**Document:**
◇ ◇ ◇

The Justice Department on Tuesday filed a complaint against Google, alleging the Big Tech behemoth has violated antitrust law. The lawsuit could be a sign of things to come

FILE - In this Sept. 24, 2019, file photo a sign is shown on a Google building at their campus in Mountain View, Calif.  The Justice Department is expected to file a lawsuit Tuesday alleging that Google has been abusing its online dominance in online search to stifle competition and harm consumers. The litigation marks the government’s most significant act to protect competition since its groundbreaking case against Microsoft more than 20 years ago. The suit could be an opening salvo ahead of other major government antitrust actions, given ongoing investigations of major tech companies including Apple, Amazon and Facebook at both the Justice Department and the Federal Trade Commission.  (AP Photo/Jeff Chiu, File)

Google building at their campus in Mountain View, California.

Jeff Chiu/AP Images

The battle between Big Tech and the federal government is starting to get real.

The Justice Department on Tuesday sued Google over its dominance of the online search and search advertising markets, alleging that the $1 trillion Big Tech behemoth has used a variety of anticompetitive practices to keep its foot on the neck of the competition. The lawsuit is the largest antitrust case against a tech company since the Justice Department sued Microsoft in 1998, and could be a sign of things to come as Washington, D.C., continues to hold a magnifying glass up to Silicon Valley.

Among the maybe-not-quite-so-legal practices outlined in the 57-page complaint are the “exclusionary agreements” Google has struck with manufacturers like Apple to ensure Google is the default search engine on all of their products. The complaint estimates that these agreements have given Google control over around 80 percent of the online search engine market. “For many years, Google has used anticompetitive tactics to maintain and extend its monopolies in the markets for general search services, search advertising and general search text advertising — the cornerstones of its empire,” the complaint reads.

◇ ◇ ◇

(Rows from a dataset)
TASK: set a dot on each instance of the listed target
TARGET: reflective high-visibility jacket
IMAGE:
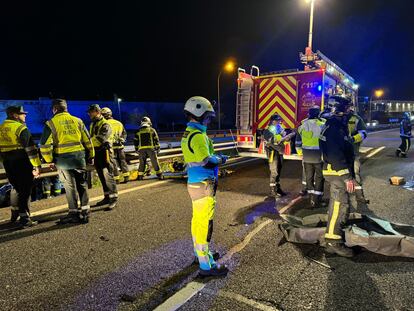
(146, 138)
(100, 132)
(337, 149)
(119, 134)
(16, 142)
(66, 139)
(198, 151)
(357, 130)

◇ ◇ ◇

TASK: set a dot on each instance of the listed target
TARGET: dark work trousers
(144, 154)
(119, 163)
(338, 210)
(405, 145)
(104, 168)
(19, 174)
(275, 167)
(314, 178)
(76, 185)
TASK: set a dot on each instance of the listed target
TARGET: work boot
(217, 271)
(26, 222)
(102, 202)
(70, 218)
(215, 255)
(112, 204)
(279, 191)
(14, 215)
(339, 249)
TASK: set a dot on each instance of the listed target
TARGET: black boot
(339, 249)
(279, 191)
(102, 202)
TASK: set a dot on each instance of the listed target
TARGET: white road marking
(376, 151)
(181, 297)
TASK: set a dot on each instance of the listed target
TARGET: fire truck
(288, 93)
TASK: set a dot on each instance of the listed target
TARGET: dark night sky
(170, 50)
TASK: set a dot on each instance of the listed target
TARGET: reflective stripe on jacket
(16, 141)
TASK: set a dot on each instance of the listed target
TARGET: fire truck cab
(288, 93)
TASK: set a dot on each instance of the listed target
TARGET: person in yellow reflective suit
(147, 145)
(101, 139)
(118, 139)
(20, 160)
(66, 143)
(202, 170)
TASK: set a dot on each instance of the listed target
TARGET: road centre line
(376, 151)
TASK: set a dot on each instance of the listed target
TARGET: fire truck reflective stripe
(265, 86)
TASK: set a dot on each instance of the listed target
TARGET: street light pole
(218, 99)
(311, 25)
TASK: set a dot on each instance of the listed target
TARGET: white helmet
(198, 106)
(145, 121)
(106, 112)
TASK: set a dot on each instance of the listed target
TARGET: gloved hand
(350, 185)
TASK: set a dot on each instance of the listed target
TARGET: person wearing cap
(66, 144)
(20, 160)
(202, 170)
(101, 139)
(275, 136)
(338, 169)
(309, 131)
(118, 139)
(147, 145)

◇ ◇ ◇

**Exercise set:**
**A)** Report how many lines in the rows contain the string "road", treating uppercase and lowercase as different. Give only the number.
**B)** Extend the news article on the Justice Department's lawsuit against Google, beginning right after its final sentence.
The news article and the rows are independent sources with no connection to each other.

**Task results:**
**A)** 2

**B)**
In a blog post, Google’s chief legal officer Kent Walker called the lawsuit “deeply flawed,” arguing that Google paying Apple to make itself the default search engine is “just like a cereal brand [paying] a supermarket to stock its products at the end of a row or on a shelf at eye level.”

Regardless of the extent to which Google’s legal team leans on the Cereal Shelf Defense, it’s sure to show up in court with nothing short of a rolodex of other analogies and arguments that may or may not be related to supermarkets, but that will almost certainly result in a years-long legal dogfight with the Justice Department.

“Absent a court order, Google will continue executing its anticompetitive strategy, crippling the competitive process, reducing consumer choice, and stifling innovation,” the complaint reads. “For the sake of American consumers, advertisers, and all companies now reliant on the internet economy, the time has come to stop Google’s anticompetitive conduct and restore competition.”

It’s unclear what exactly the government feels should be done to prevent Google from wielding so much control of the market, only that it needs to be something. On a conference call with reporters, Deputy Attorney General Jeffrey Rosen said “nothing is off the table,” including a potential “break up” of Google, something that has been advocated for by politicians like Sen. Elizabeth Warren (D-Mass.). “Aren’t we all glad that now we have the option of using Google instead of being stuck with Bing?” she wrote last March, referring to how the government’s antitrust case against Microsoft cleared the way for companies like Google to flourish.

The complaint filed Tuesday comes three months after a landmark congressional hearing in which the CEOs of Google, Facebook, Amazon, and Apple testified before the House Judiciary Antitrust Subcommittee. Google was grilled particularly hard about the company’s gargantuan ad share, its data-collection practices, and how it allegedly undercuts other online businesses by leveraging its dominant position to steal their content.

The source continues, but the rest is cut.